* _Provided passage_
El Camino Health and the hospital’s nurses union have inked a new contract with historically high pay raises for nurses after just three months of negotiations.
“This was a pretty straightforward negotiation,” said union president and chief negotiator John McClure. “I didn’t feel like we were ever going to get to a point where we had to reach impasse.”
McClure said his union, Professional Resource for Nurses, is unique in that it’s only made up of El Camino Health nurses, “so we understand the issues that are going on around the organization,” he said.
The current contract between the union and the hospital expires June 30, and the new three-year contract was finalized June 15. It most notably includes a 16% pay increase for nurses spread out over the next three years.
The last time the two parties brokered a contract in 2019, negotiations lasted months after the previous contract had expired. The impasse led to picketing demonstrations and reached a point where the union voted to authorize a strike, though that was ultimately averted.
“For this one specifically, I felt like it went much more smoothly, simply because I felt like we came to the table with an open mind,” McClure said of the recent negotiations.
El Camino Health CEO Dan Woods said in a statement that the quick and smooth negotiation process reflects on the two parties’ professionalism, and is “a testament to our strong commitment to our nurses as well as our patients, who choose to seek care at El Camino Health.”
“The contract with PRN continues El Camino Health’s practice of providing hospital nurses with competitive pay and benefits and recognizes their dedication toward El Camino Health’s patients by delivering exceptional care every day,” Woods added.
McClure said the 16% pay raise is a “historic increase.” Nurses will receive a 6% raise this fiscal year, 5% next year and 5% for the final year of the contract, which expires June 30, 2026.
Compared to the last contract, which was a four-year agreement, this raise is much more substantial. McClure said the last contract gave nurses a 13% raise spread out over the four years.
The new contract also includes protections for night shift nurses, scheduling changes that will give nurses more flexibility and changes to the hospital’s bereavement policy, McClure said.
“The hospital listened to our concerns, we listened to theirs,” he said. “I feel like it was a very great, collaborative approach to negotiations this time.”

* _Task directions_
Could you reproduce the part of the El Camino Health nurses contract article starting at "The current contract" and ending at "the recent negotiations."?

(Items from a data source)
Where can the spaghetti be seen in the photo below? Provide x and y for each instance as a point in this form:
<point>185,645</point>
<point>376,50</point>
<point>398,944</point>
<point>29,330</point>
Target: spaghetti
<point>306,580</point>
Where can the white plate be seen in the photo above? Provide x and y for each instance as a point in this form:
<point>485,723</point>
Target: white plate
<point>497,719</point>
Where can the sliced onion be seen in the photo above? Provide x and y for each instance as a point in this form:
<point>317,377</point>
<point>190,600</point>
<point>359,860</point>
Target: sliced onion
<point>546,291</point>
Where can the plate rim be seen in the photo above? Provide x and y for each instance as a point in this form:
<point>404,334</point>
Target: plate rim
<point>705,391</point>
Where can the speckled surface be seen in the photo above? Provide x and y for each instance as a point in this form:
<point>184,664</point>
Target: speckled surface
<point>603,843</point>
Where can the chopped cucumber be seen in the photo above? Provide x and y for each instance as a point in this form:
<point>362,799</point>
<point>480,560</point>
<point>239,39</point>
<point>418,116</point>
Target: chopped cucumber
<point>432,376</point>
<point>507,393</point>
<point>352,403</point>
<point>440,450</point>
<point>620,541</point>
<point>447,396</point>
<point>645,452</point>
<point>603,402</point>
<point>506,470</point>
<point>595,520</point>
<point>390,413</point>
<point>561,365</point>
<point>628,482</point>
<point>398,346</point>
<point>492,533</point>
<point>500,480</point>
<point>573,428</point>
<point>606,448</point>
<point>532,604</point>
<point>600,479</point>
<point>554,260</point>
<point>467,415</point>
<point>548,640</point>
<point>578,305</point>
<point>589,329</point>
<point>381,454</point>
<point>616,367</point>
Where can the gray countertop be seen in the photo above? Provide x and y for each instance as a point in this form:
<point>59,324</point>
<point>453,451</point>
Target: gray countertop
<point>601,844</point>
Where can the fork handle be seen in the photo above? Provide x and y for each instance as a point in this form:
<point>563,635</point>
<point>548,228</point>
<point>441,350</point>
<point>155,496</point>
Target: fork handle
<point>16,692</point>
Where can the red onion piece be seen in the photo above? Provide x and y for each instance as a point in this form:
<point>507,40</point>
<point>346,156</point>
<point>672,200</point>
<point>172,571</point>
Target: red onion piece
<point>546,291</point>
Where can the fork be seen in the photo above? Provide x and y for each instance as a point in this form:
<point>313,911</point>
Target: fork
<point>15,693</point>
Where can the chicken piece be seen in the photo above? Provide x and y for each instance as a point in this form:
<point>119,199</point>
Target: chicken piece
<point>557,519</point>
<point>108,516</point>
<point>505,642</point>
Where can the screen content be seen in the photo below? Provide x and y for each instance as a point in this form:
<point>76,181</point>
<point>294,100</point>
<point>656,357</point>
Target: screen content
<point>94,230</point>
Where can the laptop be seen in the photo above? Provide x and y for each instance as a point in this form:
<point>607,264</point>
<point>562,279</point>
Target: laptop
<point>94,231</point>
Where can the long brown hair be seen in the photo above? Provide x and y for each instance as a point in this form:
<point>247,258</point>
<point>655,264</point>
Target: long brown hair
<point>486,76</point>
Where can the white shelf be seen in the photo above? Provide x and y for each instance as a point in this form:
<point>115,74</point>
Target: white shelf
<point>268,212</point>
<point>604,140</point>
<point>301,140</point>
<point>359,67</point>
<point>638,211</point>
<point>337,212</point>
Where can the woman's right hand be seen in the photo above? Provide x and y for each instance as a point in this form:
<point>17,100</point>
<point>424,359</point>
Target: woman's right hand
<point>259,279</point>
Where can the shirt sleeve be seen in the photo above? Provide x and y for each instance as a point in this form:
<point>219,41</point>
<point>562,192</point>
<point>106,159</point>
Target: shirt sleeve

* _Result_
The current contract between the union and the hospital expires June 30, and the new three-year contract was finalized June 15. It most notably includes a 16% pay increase for nurses spread out over the next three years.
The last time the two parties brokered a contract in 2019, negotiations lasted months after the previous contract had expired. The impasse led to picketing demonstrations and reached a point where the union voted to authorize a strike, though that was ultimately averted.
“For this one specifically, I felt like it went much more smoothly, simply because I felt like we came to the table with an open mind,” McClure said of the recent negotiations.